* _TAREFA PROPOSTA 1_
Transcreva sem nenhuma alteração as linhas da listagem, começando na que contém "pin: blue plaid" e terminando na última linha da listagem, ambas incluídas.
--------------------------------------------------
Hoje deu ruim, Professor! Parece que errei as dez...

Quarta-feira era dia de Superação.

O educador precisava saber o quanto o pessoal tava aprendendo do conteúdo que vinha sendo trabalhado. Mas, vamo combinar, prova no formato tradicional, em projeto social, ninguém merece...

Se um dos princípios era justamente não repetir o ambiente escolar no Projeto, obrigar os adolescentes a fazer prova seria uma enorme contradição.

O negócio então foi se virar nos trinta pra poder avaliar o aprendizado seguindo o mesmo critério adotado pra desenvolver as temáticas: despertando e segurando o interesse da galera.

A solução foi maquiar a prova, mesclando abordagem direta do assunto trabalhado durante a semana, música, esporte, atualidades, entretenimento e atividades lúdicas, aproveitando pra embutir disciplinas escolares em doses homeopáticas.

Além de verificar o aprendizado, a avaliação também acabou servindo como mais uma oportunidade pros “sem-luz” apertarem o interruptor do conhecimento...

Opa, parou!

É necessário um aparte pra desmistificar a lenda etimológica de que a palavra aluno significa “desprovido de luz”, do latim (a=sem + luno, derivado de lumni=luz).

Passa bem longe. E configura distorção pejorativa, pois verticaliza a relação mestre-discípulo, negando a possibilidade de que o aluno também tenha algo a ensinar ao professor, que estaria sempre em posição de superioridade, a lâmpada inatingível, que lá do alto alumia o caminho dos que estão perdidos nas trevas da ignorância.

Na verdade, aluno vem sim do latim, mas de alumnus=criança de peito, lactente e o verbo ao qual se vincula é alere, que significa nutrir, alimentar, fazer aumentar.

Nessa mesma vibe, temos o Educador, oriundo de educatore, aquele que cria, que nutre, que sustenta. Daí se conclui que a educação deve abranger todos os aspectos do aluno: físicos, cognitivos e emocionais.

Olha o tamanho da responsa: o Educador não pode se considerar o dono do conhecimento e, menos ainda, se limitar a repassar conteúdos aos alunos, devendo capacitá-los para aprenderem de forma incessante ao longo da vida. Tem que transcender!

Como dizia um tal de Einstein: "A educação é aquilo que fica depois que se esquece o que foi ensinado e o que foi aprendido."
--------------------------------------------------
* _TAREFA PROPOSTA 2_
De acordo com o trecho citado, de qual palavra latina vem o termo "aluno"?

Registros:
--------------------------------------------------
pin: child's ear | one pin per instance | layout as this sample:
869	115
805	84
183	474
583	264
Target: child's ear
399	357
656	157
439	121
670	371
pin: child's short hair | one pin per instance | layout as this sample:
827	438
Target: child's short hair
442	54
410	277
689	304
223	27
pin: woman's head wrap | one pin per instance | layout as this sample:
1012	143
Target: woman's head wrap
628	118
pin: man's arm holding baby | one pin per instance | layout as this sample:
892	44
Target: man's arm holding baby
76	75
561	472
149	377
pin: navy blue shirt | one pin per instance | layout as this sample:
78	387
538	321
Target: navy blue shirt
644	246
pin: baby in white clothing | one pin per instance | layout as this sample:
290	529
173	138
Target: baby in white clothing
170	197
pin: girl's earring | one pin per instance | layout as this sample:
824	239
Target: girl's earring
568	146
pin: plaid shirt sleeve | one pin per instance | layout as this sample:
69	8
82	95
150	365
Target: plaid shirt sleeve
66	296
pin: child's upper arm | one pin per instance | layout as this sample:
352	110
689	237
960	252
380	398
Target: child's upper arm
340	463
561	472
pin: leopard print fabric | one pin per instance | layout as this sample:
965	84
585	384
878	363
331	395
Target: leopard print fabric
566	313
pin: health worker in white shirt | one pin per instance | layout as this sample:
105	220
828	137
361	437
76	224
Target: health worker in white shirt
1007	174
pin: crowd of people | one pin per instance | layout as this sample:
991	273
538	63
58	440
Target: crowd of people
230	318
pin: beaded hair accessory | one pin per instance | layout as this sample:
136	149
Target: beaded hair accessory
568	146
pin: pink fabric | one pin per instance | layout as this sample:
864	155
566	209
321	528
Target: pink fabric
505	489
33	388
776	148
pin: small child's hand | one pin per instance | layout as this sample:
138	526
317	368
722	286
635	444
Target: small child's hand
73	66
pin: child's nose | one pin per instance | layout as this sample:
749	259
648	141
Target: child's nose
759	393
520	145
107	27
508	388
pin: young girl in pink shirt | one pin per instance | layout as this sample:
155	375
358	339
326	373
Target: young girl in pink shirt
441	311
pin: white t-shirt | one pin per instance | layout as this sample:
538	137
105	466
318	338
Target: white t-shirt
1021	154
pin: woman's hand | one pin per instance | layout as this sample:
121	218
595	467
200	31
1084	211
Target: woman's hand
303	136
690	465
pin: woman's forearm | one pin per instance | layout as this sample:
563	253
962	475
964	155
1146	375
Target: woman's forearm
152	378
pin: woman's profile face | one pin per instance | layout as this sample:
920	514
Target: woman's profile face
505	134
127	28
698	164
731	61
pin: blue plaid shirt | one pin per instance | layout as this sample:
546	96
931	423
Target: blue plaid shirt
--------------------------------------------------
* _RESULTADO 1_
pin: blue plaid shirt | one pin per instance | layout as this sample:
546	96
931	423
Target: blue plaid shirt

* _RESULTADO 2_
Vem de alumnus, que significa criança de peito, lactente.